▶ _Your task_: Would you extract the whole listing below and retype it exactly?

▶ _Data for the task_:

####################

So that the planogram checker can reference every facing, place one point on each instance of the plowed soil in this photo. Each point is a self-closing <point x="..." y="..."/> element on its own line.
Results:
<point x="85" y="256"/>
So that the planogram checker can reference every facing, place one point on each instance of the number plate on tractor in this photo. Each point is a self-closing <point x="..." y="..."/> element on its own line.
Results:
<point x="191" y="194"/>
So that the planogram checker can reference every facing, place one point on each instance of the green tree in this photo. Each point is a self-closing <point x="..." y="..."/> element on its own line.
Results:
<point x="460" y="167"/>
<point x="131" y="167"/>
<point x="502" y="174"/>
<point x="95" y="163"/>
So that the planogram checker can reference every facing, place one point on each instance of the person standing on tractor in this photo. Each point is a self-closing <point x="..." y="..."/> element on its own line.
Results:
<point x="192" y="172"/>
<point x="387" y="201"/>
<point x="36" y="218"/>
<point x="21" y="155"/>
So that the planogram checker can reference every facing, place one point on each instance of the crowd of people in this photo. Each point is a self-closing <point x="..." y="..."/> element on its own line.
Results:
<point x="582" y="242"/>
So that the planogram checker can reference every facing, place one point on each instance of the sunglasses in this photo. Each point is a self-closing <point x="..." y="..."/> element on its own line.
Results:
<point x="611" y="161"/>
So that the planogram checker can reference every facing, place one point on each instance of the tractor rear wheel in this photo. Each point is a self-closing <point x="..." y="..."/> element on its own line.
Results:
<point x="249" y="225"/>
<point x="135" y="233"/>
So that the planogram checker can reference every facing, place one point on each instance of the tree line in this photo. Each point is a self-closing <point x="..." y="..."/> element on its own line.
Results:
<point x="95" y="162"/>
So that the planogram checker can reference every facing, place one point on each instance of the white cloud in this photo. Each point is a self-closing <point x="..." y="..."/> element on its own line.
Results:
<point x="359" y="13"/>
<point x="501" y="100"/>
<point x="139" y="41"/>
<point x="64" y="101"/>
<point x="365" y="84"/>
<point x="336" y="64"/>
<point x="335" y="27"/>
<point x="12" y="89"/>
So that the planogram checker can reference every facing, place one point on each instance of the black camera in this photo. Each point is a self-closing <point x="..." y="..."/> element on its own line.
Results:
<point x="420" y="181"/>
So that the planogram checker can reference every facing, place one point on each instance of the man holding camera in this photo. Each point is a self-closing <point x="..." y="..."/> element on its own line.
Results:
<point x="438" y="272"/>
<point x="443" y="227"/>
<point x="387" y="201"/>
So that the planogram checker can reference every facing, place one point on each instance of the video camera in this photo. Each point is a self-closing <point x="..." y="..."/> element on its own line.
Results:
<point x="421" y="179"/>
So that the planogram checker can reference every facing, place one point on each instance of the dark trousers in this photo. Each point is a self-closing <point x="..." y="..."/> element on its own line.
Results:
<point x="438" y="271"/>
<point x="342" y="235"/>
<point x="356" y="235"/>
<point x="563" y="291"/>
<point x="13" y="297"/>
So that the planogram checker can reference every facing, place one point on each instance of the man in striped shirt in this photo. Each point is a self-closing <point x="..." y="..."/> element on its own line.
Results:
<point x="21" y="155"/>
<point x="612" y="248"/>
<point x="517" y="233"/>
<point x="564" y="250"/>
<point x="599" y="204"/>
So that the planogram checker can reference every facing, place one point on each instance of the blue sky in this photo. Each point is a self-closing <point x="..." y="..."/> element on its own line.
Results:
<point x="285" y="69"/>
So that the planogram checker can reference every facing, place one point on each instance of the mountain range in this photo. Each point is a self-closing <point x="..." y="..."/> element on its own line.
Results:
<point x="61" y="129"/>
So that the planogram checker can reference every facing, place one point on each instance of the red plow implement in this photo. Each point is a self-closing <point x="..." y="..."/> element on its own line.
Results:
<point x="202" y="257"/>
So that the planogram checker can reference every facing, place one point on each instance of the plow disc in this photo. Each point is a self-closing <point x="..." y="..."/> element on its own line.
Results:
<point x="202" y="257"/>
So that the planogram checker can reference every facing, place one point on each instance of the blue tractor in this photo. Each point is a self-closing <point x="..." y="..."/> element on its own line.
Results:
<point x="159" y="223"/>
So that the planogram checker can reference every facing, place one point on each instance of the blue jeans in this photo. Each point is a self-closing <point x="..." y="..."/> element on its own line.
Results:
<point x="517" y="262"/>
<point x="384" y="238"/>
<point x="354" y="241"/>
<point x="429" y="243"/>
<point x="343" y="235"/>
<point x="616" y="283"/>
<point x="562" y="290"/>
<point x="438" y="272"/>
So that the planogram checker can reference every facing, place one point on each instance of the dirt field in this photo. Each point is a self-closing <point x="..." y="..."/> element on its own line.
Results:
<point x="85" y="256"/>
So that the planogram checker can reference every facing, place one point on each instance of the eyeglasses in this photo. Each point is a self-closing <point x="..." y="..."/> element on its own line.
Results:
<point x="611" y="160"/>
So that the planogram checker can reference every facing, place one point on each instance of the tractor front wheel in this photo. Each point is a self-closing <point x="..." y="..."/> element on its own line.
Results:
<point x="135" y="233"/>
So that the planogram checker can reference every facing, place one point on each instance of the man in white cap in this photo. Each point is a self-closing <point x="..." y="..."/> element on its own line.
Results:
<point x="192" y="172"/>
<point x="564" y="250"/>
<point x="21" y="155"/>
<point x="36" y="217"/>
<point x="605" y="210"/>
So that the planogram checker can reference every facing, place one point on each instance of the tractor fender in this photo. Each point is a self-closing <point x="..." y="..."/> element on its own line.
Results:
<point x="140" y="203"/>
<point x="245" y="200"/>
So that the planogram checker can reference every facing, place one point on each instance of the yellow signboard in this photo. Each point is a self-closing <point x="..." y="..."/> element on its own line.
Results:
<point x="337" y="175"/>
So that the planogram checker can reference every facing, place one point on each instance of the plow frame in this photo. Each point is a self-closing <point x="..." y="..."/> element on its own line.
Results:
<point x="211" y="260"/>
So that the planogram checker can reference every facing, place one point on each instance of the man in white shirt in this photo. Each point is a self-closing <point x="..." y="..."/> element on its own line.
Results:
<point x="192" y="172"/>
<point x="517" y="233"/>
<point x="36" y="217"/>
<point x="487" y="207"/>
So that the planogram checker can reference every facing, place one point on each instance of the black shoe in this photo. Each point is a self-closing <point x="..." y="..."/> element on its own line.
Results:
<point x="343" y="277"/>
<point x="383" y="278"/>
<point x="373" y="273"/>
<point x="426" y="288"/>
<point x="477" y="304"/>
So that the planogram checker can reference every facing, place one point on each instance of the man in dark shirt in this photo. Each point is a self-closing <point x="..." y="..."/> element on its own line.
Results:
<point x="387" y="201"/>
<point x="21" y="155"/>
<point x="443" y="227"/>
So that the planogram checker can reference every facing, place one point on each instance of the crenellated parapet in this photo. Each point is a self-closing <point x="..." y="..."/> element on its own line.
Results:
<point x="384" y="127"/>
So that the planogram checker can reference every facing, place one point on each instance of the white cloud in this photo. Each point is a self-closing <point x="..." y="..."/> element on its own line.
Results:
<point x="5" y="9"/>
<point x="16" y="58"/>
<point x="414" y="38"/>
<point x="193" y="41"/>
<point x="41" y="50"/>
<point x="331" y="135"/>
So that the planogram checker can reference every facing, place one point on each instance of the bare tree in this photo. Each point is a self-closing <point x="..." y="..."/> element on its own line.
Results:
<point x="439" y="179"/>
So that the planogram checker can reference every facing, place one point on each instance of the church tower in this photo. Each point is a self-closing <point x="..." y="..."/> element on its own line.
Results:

####################

▶ _Reply_:
So that the planogram checker can reference every facing, place one point on each instance of the plowed soil in this photo. Each point is a self-closing <point x="..." y="..."/> element on its own line.
Results:
<point x="85" y="256"/>
So that the planogram checker can reference every facing, place one point on each instance of the number plate on tractor in this photo. Each point is a self-closing <point x="..." y="..."/> element on its own line.
Results:
<point x="191" y="194"/>
So that the planogram checker can reference every facing, place one point on each instance of the green tree in this photo. Each point is a self-closing <point x="..." y="..."/> element on its own line.
Results:
<point x="460" y="167"/>
<point x="131" y="167"/>
<point x="502" y="174"/>
<point x="95" y="163"/>
So that the planogram checker can reference every facing, place one point on each instance of the person standing on tractor in this photo. Each point is a self-closing <point x="..." y="..."/> element on its own line.
Results:
<point x="192" y="172"/>
<point x="387" y="201"/>
<point x="36" y="218"/>
<point x="21" y="155"/>
So that the planogram checker can reference every facing, place one point on each instance of the crowd of people in this photo. Each point is a self-closing <point x="..." y="..."/> element on its own line.
Results:
<point x="582" y="242"/>
So that the planogram checker can reference every facing, place one point on each instance of the sunglasses in this photo. Each point is a self-closing <point x="..." y="..."/> element on its own line.
Results:
<point x="611" y="161"/>
So that the planogram checker can reference every facing, place one point on each instance of the tractor rear wheel in this photo. Each point is a self-closing <point x="..." y="..."/> element on its own line.
Results:
<point x="249" y="225"/>
<point x="135" y="233"/>
So that the planogram checker can reference every facing, place one point on each instance of the tree line in this photo. Each point is a self-closing <point x="..." y="..."/> element on its own line.
Results:
<point x="95" y="162"/>
So that the planogram checker can reference every facing, place one point on each instance of the white cloud in this photo. Each point is a self-closing <point x="..." y="..."/> element on its own line.
Results:
<point x="359" y="13"/>
<point x="501" y="100"/>
<point x="139" y="41"/>
<point x="64" y="101"/>
<point x="365" y="84"/>
<point x="336" y="64"/>
<point x="335" y="27"/>
<point x="12" y="89"/>
So that the planogram checker can reference every facing, place one point on each instance of the black camera in this photo. Each point is a self-closing <point x="..." y="..."/> element on its own line.
Results:
<point x="420" y="181"/>
So that the planogram checker can reference every facing, place one point on each instance of the man holding camera in this photo. Each point is a self-closing <point x="..." y="..."/> element on its own line.
Results:
<point x="438" y="272"/>
<point x="443" y="227"/>
<point x="387" y="201"/>
So that the planogram checker can reference every facing, place one point on each instance of the video camera in this photo. Each point is a self-closing <point x="..." y="..."/> element on its own line.
Results:
<point x="421" y="179"/>
So that the planogram checker can reference every facing, place one point on each instance of the dark trousers in this photo. Each point is a self-closing <point x="..." y="..."/> element on its own line.
Results:
<point x="438" y="271"/>
<point x="342" y="235"/>
<point x="356" y="235"/>
<point x="563" y="291"/>
<point x="13" y="297"/>
So that the planogram checker can reference every facing, place one point on each instance of the man in striped shirt in this photo. Each point is a self-closing <point x="..." y="..."/> element on its own line.
Results:
<point x="21" y="155"/>
<point x="612" y="248"/>
<point x="517" y="233"/>
<point x="564" y="250"/>
<point x="599" y="204"/>
So that the planogram checker can reference every facing, place one point on each instance of the blue sky in this photo. Each point is a self-closing <point x="..." y="..."/> element on its own line.
Results:
<point x="285" y="69"/>
So that the planogram checker can reference every facing, place one point on each instance of the mountain range in this photo. Each point is a self-closing <point x="..." y="..."/> element on its own line.
Results:
<point x="61" y="129"/>
So that the planogram checker can reference every facing, place one point on each instance of the red plow implement in this photo. Each point is a self-closing <point x="..." y="..."/> element on its own line.
Results:
<point x="202" y="257"/>
So that the planogram checker can reference every facing, place one point on each instance of the plow disc in this photo. Each point is a self-closing <point x="..." y="..."/> element on its own line.
Results:
<point x="202" y="257"/>
So that the planogram checker can reference every facing, place one point on each instance of the blue tractor in this photo. Each point is a self-closing <point x="..." y="..."/> element on its own line.
Results:
<point x="159" y="223"/>
So that the planogram checker can reference every facing, place one point on each instance of the blue jeans in this photo. Each point is a self-closing <point x="..." y="..."/> element on its own line.
Results:
<point x="517" y="262"/>
<point x="384" y="238"/>
<point x="354" y="241"/>
<point x="429" y="243"/>
<point x="343" y="235"/>
<point x="616" y="283"/>
<point x="562" y="290"/>
<point x="438" y="272"/>
So that the planogram checker can reference every facing, place one point on each instance of the dirt field in this photo. Each point is a self-closing <point x="..." y="..."/> element on its own line.
Results:
<point x="85" y="256"/>
So that the planogram checker can reference every facing, place one point on each instance of the eyeglasses in this photo. Each point is a self-closing <point x="..." y="..."/> element on its own line.
Results:
<point x="611" y="160"/>
So that the planogram checker can reference every facing, place one point on each instance of the tractor front wheel in this photo. Each point is a self-closing <point x="..." y="..."/> element on its own line.
Results:
<point x="135" y="233"/>
So that the planogram checker can reference every facing, place one point on each instance of the man in white cap in this photo. Each point is a self-closing <point x="..." y="..."/> element on its own line.
Results:
<point x="192" y="172"/>
<point x="564" y="250"/>
<point x="21" y="155"/>
<point x="36" y="217"/>
<point x="605" y="210"/>
So that the planogram checker can reference every facing, place one point on each instance of the tractor fender in this photo. Each point is a self-closing <point x="..." y="..."/> element on its own line.
Results:
<point x="140" y="203"/>
<point x="245" y="200"/>
So that the planogram checker can reference every facing, place one point on each instance of the yellow signboard in this photo. Each point is a self-closing <point x="..." y="..."/> element on its own line.
Results:
<point x="337" y="175"/>
So that the planogram checker can reference every facing, place one point on each instance of the plow frame in this photo. Each point is a self-closing <point x="..." y="..."/> element on its own line.
Results:
<point x="211" y="260"/>
So that the planogram checker can reference every facing, place one point on each instance of the man in white shirt in this photo. Each point is a self-closing <point x="..." y="..."/> element on its own line.
Results:
<point x="192" y="172"/>
<point x="517" y="233"/>
<point x="36" y="217"/>
<point x="487" y="207"/>
So that the planogram checker can reference every facing, place one point on each instance of the black shoe in this photo. Each point is a self-closing <point x="..." y="..."/> element on its own line.
Results:
<point x="343" y="277"/>
<point x="383" y="278"/>
<point x="373" y="273"/>
<point x="426" y="288"/>
<point x="477" y="304"/>
So that the planogram checker can reference every facing, place one point on each instance of the man in dark shirt in this photo. Each point is a self-closing <point x="..." y="..."/> element on its own line.
Results:
<point x="387" y="201"/>
<point x="21" y="155"/>
<point x="443" y="227"/>
So that the planogram checker can reference every facing, place one point on each instance of the crenellated parapet in this photo. Each point is a self-closing <point x="..." y="..."/> element on its own line.
Results:
<point x="384" y="127"/>
So that the planogram checker can reference every facing, place one point on each instance of the white cloud in this photo. Each point is a self-closing <point x="..." y="..."/> element on its own line.
Results:
<point x="5" y="9"/>
<point x="16" y="58"/>
<point x="414" y="38"/>
<point x="193" y="41"/>
<point x="41" y="50"/>
<point x="331" y="135"/>
So that the planogram checker can reference every facing, place one point on each instance of the bare tree in this photo. Each point is a self-closing <point x="..." y="..."/> element on its own line.
Results:
<point x="439" y="179"/>
So that the planogram checker can reference every facing, place one point on each instance of the church tower in this photo. Each point is a self-closing <point x="..." y="..."/> element on its own line.
Results:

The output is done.